Short task:
Restate the records below word for word.

━━ Data supplied ━━

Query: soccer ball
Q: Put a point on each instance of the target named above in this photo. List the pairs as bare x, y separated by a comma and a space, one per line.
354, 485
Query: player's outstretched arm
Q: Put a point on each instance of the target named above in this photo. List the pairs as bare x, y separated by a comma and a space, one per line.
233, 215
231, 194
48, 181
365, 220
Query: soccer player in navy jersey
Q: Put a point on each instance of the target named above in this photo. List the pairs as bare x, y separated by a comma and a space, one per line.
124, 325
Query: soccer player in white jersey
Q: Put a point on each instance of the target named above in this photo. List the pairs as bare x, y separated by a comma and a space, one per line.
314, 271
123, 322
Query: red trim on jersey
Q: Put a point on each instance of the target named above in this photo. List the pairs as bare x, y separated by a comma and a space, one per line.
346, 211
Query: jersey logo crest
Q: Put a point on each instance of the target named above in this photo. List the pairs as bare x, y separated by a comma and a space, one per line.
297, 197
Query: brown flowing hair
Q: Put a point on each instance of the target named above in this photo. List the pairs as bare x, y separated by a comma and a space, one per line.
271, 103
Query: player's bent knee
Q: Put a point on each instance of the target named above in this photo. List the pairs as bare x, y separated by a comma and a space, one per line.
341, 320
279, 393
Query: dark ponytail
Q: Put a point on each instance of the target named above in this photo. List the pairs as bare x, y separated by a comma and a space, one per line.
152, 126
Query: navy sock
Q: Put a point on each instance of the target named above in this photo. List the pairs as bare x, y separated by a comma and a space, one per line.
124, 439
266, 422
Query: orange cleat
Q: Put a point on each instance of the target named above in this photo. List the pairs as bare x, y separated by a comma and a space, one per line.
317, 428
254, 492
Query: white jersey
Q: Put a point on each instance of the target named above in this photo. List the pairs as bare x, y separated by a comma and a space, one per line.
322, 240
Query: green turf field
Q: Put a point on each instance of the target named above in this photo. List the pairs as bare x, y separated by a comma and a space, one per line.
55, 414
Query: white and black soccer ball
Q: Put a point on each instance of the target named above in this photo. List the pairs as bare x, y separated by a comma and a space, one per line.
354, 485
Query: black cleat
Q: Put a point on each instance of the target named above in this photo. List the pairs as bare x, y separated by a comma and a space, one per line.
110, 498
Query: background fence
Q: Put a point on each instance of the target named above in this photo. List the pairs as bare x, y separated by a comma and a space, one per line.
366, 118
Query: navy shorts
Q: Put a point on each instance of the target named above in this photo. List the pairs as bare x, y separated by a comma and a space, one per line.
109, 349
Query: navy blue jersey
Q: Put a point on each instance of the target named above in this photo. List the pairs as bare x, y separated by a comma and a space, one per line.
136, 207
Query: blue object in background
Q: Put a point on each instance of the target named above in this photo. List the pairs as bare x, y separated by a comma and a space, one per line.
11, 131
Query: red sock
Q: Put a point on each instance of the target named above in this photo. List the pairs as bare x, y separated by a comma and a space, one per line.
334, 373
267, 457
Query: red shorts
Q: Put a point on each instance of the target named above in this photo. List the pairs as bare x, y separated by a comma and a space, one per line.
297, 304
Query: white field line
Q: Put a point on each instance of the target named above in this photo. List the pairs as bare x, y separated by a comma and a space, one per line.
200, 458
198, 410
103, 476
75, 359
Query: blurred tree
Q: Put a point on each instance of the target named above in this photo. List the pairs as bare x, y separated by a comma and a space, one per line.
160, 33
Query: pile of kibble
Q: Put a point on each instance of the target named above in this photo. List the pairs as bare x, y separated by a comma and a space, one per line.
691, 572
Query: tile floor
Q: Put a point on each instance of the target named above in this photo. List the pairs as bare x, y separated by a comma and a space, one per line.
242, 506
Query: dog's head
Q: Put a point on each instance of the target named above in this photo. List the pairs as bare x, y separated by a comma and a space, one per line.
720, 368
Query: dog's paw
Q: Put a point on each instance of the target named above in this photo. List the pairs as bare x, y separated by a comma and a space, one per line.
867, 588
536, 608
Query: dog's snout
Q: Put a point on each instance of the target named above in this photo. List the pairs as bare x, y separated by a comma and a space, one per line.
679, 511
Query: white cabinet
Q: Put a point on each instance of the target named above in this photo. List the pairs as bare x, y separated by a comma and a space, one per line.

━━━

Solution below:
Query: soccer ball
Q: Put a point on each instance of the target named above in this photo. List the pairs as bare x, y separated by a comma and a space, one per line.
354, 485
Query: player's outstretched arm
Q: Put a point on each instance of the target named above in this photo. List the pairs as bare x, y separated by a comma and a space, one per line.
233, 215
231, 194
48, 181
365, 220
Query: soccer player in navy jersey
Q: Put a point on each instance of the target named above in this photo. List the pairs as bare x, y separated by a comma and a space, one per line.
124, 325
Query: soccer player in white jersey
Q: Put a point on each instance of the target named above in this photo. List the pairs as bare x, y separated by a comma and a space, one per line.
314, 271
123, 322
Query: red trim on jersey
Q: Put a point on each instance of the target named above in this photo. List the pairs as bare x, y separated by a comma and a space, one per line.
346, 211
Query: jersey logo crest
Q: Put a point on each instance of the target named above in this photo. List the pairs as bare x, y separated by a comma and a space, one per line.
297, 197
Query: brown flowing hair
Q: Put a point on each instance of the target named above in this photo. List the pairs as bare x, y separated by a comma and a space, one per line.
271, 103
Query: player's bent knee
Q: Put a point on each instance of the target named above in this photo. List the pairs as bare x, y separated by a comma and a space, one per line.
341, 320
279, 393
Query: dark ponytail
Q: Put a point on each instance of the target named above in this photo. List the pairs as bare x, y separated by a comma and a space, one per line.
152, 126
Query: navy sock
Q: Put a point on each instance of the target named above in this photo. List the pairs as bare x, y separated by a comma and a space, one per line.
124, 439
266, 422
Query: orange cleat
Q: Put a point on each instance of the target named above in this photo. List the pairs as bare x, y separated by a comma and a space, one per line.
317, 428
254, 492
Query: white jersey
Q: Put a point on each instance of the target named above in this photo. List the pairs as bare x, y separated by a comma and a space, one per line.
322, 240
Query: green turf field
Q: Put a point on each instance of the target named above in this photo. List the pairs as bare x, y separated by a comma and a space, one per line.
55, 414
Query: white and black soccer ball
Q: Put a point on each instance of the target named above in this photo. List the pairs as bare x, y separated by a comma and a space, one per line.
354, 485
Query: black cleat
Q: Put a point on each instance of the target named above in this photo. List the pairs as bare x, y separated by a comma and a space, one per line.
110, 498
Query: background fence
Q: Put a point on each instance of the target named above in this photo. List the pairs as bare x, y separated by a comma and a space, one per line.
366, 118
Query: navy shorts
Q: Put a point on each instance of the target named above in this photo. List the pairs as bare x, y separated by a comma and a space, one per line.
109, 349
Query: navy blue jersey
Q: Put a point on each instance of the target named above in this photo. List the pairs as bare x, y separated by a comma and a space, one per line.
136, 207
Query: blue object in background
Q: Put a point on each instance of the target named above in this photo. List the pairs as bare x, y separated by a comma and a space, one per line.
11, 131
Query: red sock
Q: Put a point on each instance of the target named above in this photo. List the pairs as bare x, y separated by a comma and a space, one per line.
334, 373
267, 457
Query: red shorts
Q: Put a point on each instance of the target named above in this photo. List the pairs as bare x, y separated by a comma and a space, one per line.
297, 304
Query: white field line
Q: Put a point on each instance of the target named above in this photo. List the pairs as bare x, y separated by a comma and a space, one per line.
200, 458
198, 410
103, 476
75, 359
Query: blurred tree
Q: Put a point on each instance of the target named above in this photo. List the pairs as bare x, y separated by a comma and a space, one per line.
160, 33
Query: pile of kibble
Q: Put a point on each instance of the target named above in this photo. List the pairs as bare x, y separated by a comma and a space, one per line.
691, 572
Query: tile floor
Q: Put a point on each instance of the target named above in this photo. List the pairs as bare x, y separated by a comma and a space, one per line.
242, 506
Query: dog's head
Q: Put a point on each instance of the target named above in this photo. List the pairs as bare x, y separated by a comma and a space, one per line.
720, 368
Query: dog's paw
Q: Put a point on each instance of the target named above in this photo. List the pairs as bare x, y separated by a comma and a space, one per line.
867, 588
536, 608
Query: dog's snout
Q: Put a point on each instance of the target named above in this photo. List the pairs as bare x, y separated by a comma and a space, one per line.
679, 511
Query: white cabinet
Q: Put a point on each instance of the target named above in this photo. List the pairs as bare x, y separated by a comma and a space, one per line.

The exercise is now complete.